**INPUT FOR THIS TASK:**
————
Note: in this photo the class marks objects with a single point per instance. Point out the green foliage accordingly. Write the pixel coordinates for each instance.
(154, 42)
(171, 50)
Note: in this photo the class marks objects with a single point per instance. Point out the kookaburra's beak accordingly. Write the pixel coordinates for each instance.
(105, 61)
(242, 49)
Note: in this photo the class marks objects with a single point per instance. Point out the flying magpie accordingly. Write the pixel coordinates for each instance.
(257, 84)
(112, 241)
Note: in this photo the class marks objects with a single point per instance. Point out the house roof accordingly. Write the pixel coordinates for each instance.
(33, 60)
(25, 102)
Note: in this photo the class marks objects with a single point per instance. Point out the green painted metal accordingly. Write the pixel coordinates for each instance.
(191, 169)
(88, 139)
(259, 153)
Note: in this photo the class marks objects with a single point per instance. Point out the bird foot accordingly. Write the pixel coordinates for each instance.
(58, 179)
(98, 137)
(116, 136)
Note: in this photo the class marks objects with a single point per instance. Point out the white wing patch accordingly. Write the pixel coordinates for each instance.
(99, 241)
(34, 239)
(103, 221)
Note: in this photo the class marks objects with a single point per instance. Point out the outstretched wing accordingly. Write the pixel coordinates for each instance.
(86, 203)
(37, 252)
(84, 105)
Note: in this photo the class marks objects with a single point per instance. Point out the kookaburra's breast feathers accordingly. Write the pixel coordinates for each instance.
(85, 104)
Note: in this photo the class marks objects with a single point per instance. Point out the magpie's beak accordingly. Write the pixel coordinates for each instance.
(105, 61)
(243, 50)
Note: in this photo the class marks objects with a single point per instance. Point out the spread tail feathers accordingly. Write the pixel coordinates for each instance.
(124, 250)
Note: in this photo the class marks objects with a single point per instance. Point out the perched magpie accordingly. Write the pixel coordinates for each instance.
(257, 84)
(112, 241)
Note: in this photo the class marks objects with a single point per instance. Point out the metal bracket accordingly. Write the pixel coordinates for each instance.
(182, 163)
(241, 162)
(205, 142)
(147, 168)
————
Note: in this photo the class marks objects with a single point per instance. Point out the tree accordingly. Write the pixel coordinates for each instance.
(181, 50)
————
**TASK INSTRUCTIONS:**
Return every line of the material above that contains the word "breast". Match case exactly.

**EXPECTED ANSWER:**
Note: in this photo the class marks objects with a single point per instance. Point out the kookaburra's breast feathers accordingly. Write the pixel coordinates for each instance.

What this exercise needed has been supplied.